====== INFORMATION PROVIDED ======
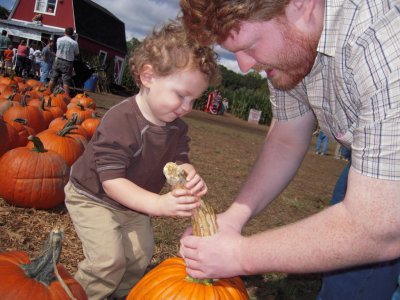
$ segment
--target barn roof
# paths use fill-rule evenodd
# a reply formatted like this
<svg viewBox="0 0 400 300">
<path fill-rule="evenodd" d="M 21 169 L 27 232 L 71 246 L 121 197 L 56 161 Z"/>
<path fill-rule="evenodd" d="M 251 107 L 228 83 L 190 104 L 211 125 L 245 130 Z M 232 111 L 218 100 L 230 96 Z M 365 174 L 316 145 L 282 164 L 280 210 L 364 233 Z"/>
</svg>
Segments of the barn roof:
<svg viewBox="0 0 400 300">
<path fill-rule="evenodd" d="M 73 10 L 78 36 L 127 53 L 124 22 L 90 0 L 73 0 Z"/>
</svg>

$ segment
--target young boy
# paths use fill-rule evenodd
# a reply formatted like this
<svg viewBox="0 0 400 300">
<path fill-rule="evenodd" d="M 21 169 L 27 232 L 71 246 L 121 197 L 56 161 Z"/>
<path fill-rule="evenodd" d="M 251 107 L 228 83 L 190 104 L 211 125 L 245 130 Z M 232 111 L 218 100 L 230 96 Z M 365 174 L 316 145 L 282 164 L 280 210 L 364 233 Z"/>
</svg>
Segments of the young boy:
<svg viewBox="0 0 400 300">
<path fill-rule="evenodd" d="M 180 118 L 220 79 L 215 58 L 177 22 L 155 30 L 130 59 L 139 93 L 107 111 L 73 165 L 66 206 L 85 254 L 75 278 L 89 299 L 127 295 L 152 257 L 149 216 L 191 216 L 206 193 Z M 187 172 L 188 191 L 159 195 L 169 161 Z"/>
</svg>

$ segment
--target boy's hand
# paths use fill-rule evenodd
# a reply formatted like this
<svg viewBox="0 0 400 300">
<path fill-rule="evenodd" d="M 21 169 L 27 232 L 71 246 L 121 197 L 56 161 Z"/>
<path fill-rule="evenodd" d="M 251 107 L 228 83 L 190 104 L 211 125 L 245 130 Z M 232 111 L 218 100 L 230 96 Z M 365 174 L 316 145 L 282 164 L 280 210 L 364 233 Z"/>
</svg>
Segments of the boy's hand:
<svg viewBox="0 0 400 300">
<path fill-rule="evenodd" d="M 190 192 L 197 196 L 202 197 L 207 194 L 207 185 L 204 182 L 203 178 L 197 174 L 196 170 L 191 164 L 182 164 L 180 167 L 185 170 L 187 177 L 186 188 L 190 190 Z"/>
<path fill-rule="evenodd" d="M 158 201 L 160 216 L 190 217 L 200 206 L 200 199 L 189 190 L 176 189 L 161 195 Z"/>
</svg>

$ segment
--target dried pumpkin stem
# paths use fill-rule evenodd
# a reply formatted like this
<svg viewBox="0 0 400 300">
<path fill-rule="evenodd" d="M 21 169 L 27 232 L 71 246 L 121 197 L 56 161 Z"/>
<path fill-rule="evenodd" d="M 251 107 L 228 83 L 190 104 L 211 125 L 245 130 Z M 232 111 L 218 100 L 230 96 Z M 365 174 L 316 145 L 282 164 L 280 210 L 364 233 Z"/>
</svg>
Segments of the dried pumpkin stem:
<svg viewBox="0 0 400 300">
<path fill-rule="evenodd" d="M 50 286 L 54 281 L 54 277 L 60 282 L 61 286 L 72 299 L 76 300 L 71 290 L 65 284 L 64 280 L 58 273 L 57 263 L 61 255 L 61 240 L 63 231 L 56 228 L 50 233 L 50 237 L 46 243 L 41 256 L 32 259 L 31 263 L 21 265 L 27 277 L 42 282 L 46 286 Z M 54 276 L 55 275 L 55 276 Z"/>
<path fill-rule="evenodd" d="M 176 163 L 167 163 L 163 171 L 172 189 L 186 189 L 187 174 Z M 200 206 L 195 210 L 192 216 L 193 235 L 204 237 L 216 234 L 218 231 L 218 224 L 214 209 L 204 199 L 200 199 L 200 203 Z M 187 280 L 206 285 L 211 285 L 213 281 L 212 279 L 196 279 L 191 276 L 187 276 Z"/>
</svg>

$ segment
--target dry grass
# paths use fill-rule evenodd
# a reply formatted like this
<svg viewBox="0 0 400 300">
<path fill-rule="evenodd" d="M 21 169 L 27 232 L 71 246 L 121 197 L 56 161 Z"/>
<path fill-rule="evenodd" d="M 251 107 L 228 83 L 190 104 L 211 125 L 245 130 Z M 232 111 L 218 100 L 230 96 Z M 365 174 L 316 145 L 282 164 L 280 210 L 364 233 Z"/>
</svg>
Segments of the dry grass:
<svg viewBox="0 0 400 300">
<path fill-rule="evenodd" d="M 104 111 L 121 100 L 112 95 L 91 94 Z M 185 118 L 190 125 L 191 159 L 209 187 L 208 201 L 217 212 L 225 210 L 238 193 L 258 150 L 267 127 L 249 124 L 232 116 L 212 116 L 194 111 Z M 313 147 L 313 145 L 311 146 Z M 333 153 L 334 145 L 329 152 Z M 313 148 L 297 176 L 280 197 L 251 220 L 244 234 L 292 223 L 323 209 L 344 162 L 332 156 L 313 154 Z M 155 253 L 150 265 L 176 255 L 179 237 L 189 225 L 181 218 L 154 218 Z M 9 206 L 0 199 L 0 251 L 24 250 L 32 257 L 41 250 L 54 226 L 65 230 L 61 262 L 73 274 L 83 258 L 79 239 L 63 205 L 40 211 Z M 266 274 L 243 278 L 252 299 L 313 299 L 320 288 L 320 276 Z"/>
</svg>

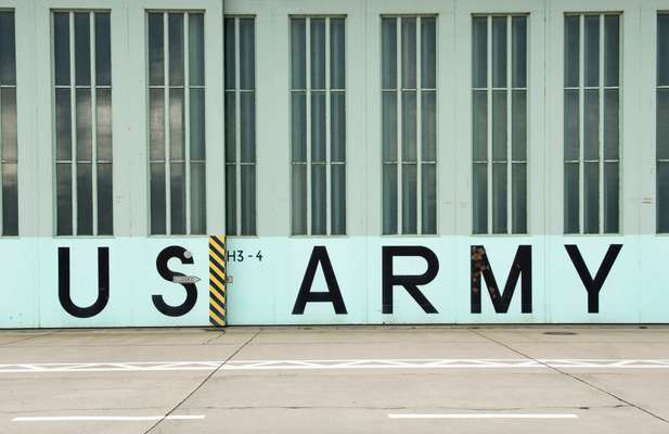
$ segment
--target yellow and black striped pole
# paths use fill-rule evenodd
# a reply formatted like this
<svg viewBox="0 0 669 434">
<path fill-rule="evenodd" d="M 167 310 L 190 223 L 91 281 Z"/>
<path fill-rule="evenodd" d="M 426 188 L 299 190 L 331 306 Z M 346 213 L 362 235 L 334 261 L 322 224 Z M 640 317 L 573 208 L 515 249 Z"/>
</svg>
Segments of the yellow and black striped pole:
======
DO THIS
Rewrite all of the lines above with "reply" changed to "response" and everything else kept the same. Leave out the pictures.

RESPONSE TO THE EXERCISE
$ segment
--target barn roof
# paths use fill-rule evenodd
# a response formatted like this
<svg viewBox="0 0 400 300">
<path fill-rule="evenodd" d="M 21 169 L 27 232 L 71 246 L 121 197 L 56 161 Z"/>
<path fill-rule="evenodd" d="M 251 107 L 228 83 L 190 104 L 211 125 L 245 130 Z M 232 111 L 218 100 L 230 96 Z M 365 174 L 316 145 L 282 164 L 280 210 L 364 233 Z"/>
</svg>
Segments of the barn roof:
<svg viewBox="0 0 400 300">
<path fill-rule="evenodd" d="M 73 10 L 78 36 L 127 53 L 124 22 L 90 0 L 73 0 Z"/>
</svg>

$ segment
--target young boy
# paths use fill-rule evenodd
# a response formatted like this
<svg viewBox="0 0 400 300">
<path fill-rule="evenodd" d="M 21 169 L 27 232 L 71 246 L 121 197 L 56 161 Z"/>
<path fill-rule="evenodd" d="M 251 107 L 228 83 L 190 104 L 211 125 L 245 130 Z M 232 111 L 218 100 L 230 96 Z M 365 174 L 316 145 L 282 164 L 280 210 L 364 233 Z"/>
</svg>
Segments of the young boy:
<svg viewBox="0 0 400 300">
<path fill-rule="evenodd" d="M 180 118 L 220 79 L 215 58 L 177 22 L 155 30 L 130 59 L 139 93 L 107 111 L 73 165 L 66 206 L 85 254 L 75 278 L 89 299 L 127 295 L 152 257 L 149 216 L 191 216 L 206 193 Z M 187 172 L 188 191 L 159 195 L 169 161 Z"/>
</svg>

$ segment
--target boy's hand
# paths use fill-rule evenodd
# a response formatted like this
<svg viewBox="0 0 400 300">
<path fill-rule="evenodd" d="M 21 169 L 27 232 L 71 246 L 121 197 L 56 161 Z"/>
<path fill-rule="evenodd" d="M 251 107 L 228 83 L 190 104 L 211 125 L 245 130 Z M 232 111 L 218 100 L 230 96 Z M 365 174 L 316 145 L 282 164 L 280 210 L 364 233 Z"/>
</svg>
Segments of the boy's hand:
<svg viewBox="0 0 400 300">
<path fill-rule="evenodd" d="M 190 192 L 197 196 L 202 197 L 207 194 L 207 185 L 204 182 L 203 178 L 197 174 L 196 170 L 191 164 L 182 164 L 180 167 L 185 170 L 187 177 L 186 188 L 190 190 Z"/>
<path fill-rule="evenodd" d="M 158 201 L 160 216 L 190 217 L 200 206 L 200 199 L 189 190 L 176 189 L 161 195 Z"/>
</svg>

$ segment
--target dried pumpkin stem
# paths use fill-rule evenodd
# a response formatted like this
<svg viewBox="0 0 400 300">
<path fill-rule="evenodd" d="M 21 169 L 27 232 L 71 246 L 121 197 L 56 161 Z"/>
<path fill-rule="evenodd" d="M 251 107 L 228 83 L 190 104 L 211 125 L 245 130 Z M 232 111 L 218 100 L 230 96 Z M 365 174 L 316 145 L 282 164 L 280 210 L 364 233 Z"/>
</svg>
Segments of the dried pumpkin stem:
<svg viewBox="0 0 400 300">
<path fill-rule="evenodd" d="M 50 286 L 54 281 L 54 277 L 60 282 L 61 286 L 72 299 L 76 300 L 71 290 L 65 284 L 64 280 L 58 273 L 57 263 L 61 255 L 61 240 L 63 231 L 56 228 L 50 233 L 50 237 L 46 243 L 41 256 L 32 259 L 31 263 L 21 265 L 27 277 L 42 282 L 46 286 Z M 54 276 L 55 275 L 55 276 Z"/>
<path fill-rule="evenodd" d="M 176 163 L 167 163 L 163 171 L 172 189 L 186 189 L 187 174 Z M 200 206 L 195 210 L 192 216 L 193 235 L 204 237 L 216 234 L 218 231 L 218 224 L 214 209 L 204 199 L 200 199 L 200 203 Z M 187 280 L 206 285 L 211 285 L 213 281 L 212 279 L 196 279 L 191 276 L 187 276 Z"/>
</svg>

$ segment
--target dry grass
# paths use fill-rule evenodd
# a response formatted like this
<svg viewBox="0 0 400 300">
<path fill-rule="evenodd" d="M 21 169 L 27 232 L 71 246 L 121 197 L 56 161 Z"/>
<path fill-rule="evenodd" d="M 251 107 L 228 83 L 190 104 L 211 125 L 245 130 Z M 232 111 L 218 100 L 230 96 Z M 365 174 L 316 145 L 282 164 L 280 210 L 364 233 Z"/>
</svg>
Segments of the dry grass:
<svg viewBox="0 0 400 300">
<path fill-rule="evenodd" d="M 104 111 L 121 100 L 112 95 L 91 94 Z M 185 118 L 190 125 L 191 159 L 209 187 L 208 201 L 217 212 L 225 210 L 238 193 L 258 150 L 267 127 L 249 124 L 232 116 L 212 116 L 194 111 Z M 313 147 L 313 145 L 311 146 Z M 333 153 L 334 145 L 329 152 Z M 313 148 L 297 176 L 280 197 L 251 220 L 244 234 L 292 223 L 323 209 L 344 162 L 332 156 L 313 154 Z M 155 253 L 150 265 L 176 255 L 179 237 L 189 225 L 181 218 L 154 218 Z M 9 206 L 0 199 L 0 251 L 24 250 L 32 257 L 41 250 L 54 226 L 65 230 L 61 262 L 73 274 L 83 258 L 79 239 L 63 205 L 40 211 Z M 266 274 L 243 278 L 252 299 L 313 299 L 320 288 L 320 276 Z"/>
</svg>

$ segment
--target yellow and black striped pole
# paths use fill-rule evenodd
# a response formatted like this
<svg viewBox="0 0 669 434">
<path fill-rule="evenodd" d="M 167 310 L 190 223 L 91 281 Z"/>
<path fill-rule="evenodd" d="M 426 188 L 299 190 L 331 306 Z M 346 213 L 362 235 L 334 261 L 322 224 Z M 640 317 L 573 208 L 515 249 Z"/>
</svg>
Segments of the yellow and black striped pole:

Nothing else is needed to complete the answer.